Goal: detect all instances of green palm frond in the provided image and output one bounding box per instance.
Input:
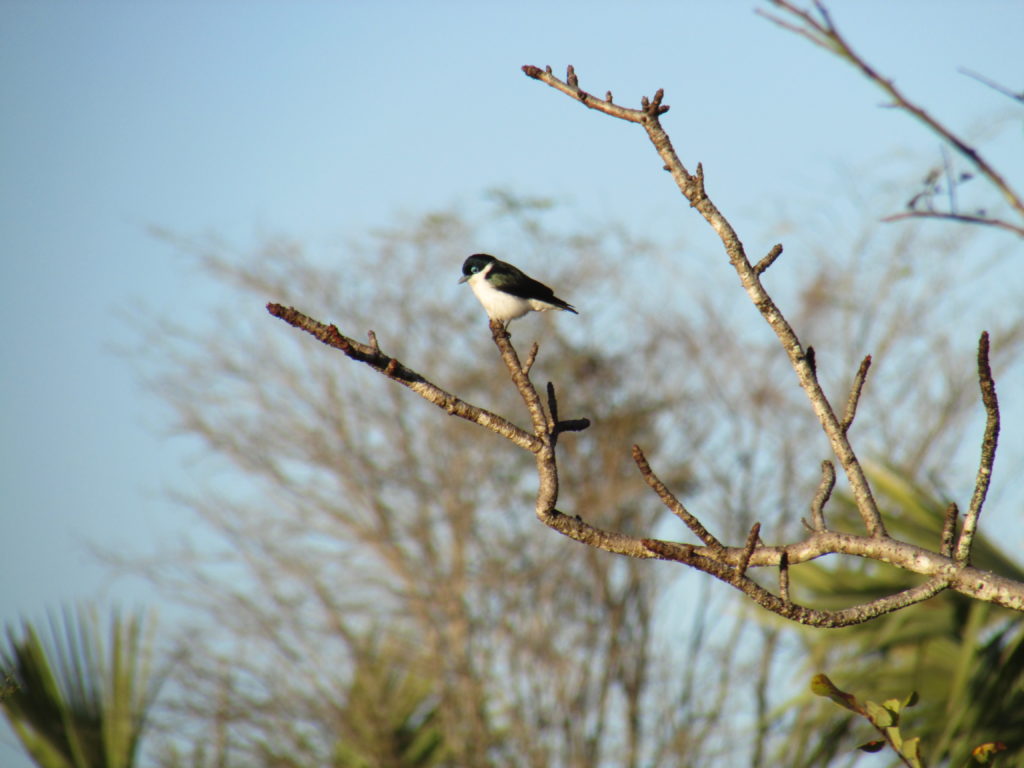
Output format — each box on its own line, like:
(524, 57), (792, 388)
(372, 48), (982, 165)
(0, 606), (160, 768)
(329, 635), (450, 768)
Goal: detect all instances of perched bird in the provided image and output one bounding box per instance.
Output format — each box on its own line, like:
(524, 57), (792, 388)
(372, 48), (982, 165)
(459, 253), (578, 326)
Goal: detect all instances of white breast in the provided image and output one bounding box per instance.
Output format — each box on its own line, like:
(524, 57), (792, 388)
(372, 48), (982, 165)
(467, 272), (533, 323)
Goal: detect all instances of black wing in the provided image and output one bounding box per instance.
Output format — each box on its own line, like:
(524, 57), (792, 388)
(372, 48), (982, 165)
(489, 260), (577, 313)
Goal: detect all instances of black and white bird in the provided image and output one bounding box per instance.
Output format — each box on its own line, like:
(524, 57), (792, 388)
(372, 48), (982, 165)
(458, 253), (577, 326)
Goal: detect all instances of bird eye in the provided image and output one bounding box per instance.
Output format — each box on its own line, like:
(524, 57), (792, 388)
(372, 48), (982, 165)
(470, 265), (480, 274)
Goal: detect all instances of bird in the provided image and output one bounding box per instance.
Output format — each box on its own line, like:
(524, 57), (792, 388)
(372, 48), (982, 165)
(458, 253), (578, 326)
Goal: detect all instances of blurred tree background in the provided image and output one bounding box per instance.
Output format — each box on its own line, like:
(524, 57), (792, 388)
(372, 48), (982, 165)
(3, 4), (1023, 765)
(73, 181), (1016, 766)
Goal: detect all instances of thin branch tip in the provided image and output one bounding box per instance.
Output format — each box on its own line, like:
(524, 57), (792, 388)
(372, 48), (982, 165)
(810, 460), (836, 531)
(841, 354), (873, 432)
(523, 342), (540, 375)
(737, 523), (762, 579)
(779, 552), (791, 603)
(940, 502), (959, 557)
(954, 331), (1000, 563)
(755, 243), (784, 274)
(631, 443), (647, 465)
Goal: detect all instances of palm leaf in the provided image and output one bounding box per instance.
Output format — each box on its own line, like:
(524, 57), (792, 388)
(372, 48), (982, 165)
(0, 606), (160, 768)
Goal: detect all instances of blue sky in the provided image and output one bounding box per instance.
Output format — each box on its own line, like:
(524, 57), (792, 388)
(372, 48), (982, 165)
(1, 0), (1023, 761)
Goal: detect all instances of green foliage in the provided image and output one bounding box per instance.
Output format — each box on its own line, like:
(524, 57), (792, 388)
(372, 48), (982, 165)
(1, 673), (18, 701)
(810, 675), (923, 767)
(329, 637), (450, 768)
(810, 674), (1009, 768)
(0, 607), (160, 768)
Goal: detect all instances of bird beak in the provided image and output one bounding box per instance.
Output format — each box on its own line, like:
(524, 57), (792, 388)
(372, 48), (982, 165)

▶ _Exercise goal_
The answer is to be the lines of the listing from the first through the one with "Goal: detect all instances of black wing", reproduced exactly, without any pictures.

▶ _Result below_
Goal: detect all instances of green palm frond in the provided image and output one bounding box per instance.
Input:
Output format — each box on its own line, like:
(524, 57), (792, 388)
(372, 48), (982, 165)
(0, 606), (160, 768)
(329, 635), (450, 768)
Goal: detect all instances of perched bird in the provided image and output one bounding box per instance.
Output format — each box on its own line, like:
(524, 57), (792, 388)
(372, 48), (982, 165)
(459, 253), (578, 326)
Goal: detect all instances of white breast in the provided image and output one bounding box per instance.
Output format — each box on its own line, like:
(524, 57), (792, 388)
(372, 48), (982, 165)
(467, 272), (533, 323)
Goal: detect all instances of black wing in the provided image and output one bounding box per instance.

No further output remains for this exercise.